SOURCE PASSAGE
↓

The feature I'm most excited about is CI/CD quality gating. The idea is simple: crawl your entire website after deploy and block the pipeline if quality regresses.
Example:
siteone-crawler --url=https://example.com --ci \
--ci-min-score=7.5 \
--ci-max-404=0 \
--ci-max-redirects=5
Install: # Debian/Ubuntu repo setup:
curl -1sLf 'https://dl.cloudsmith.io/public/janreges/siteone-crawler/setup.deb.sh' | sudo -E bash
brew install janreges/tap/siteone-crawler # macOS / Linux
sudo apt-get install siteone-crawler # Debian/Ubuntu (after adding repo)
sudo dnf install siteone-crawler # Fedora/RHEL (after adding repo)

↑

EXERCISE GOAL
In the passage on SiteOne Crawler, which command installs the tool on macOS or Linux?

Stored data
↓

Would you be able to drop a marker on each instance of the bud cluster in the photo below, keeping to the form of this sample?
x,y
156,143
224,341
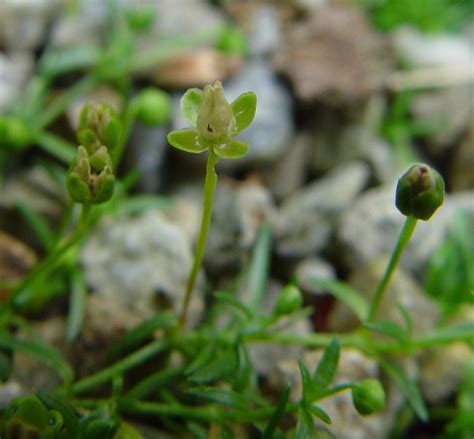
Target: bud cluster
x,y
90,179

↑

EXERCISE SOLUTION
brew install janreges/tap/siteone-crawler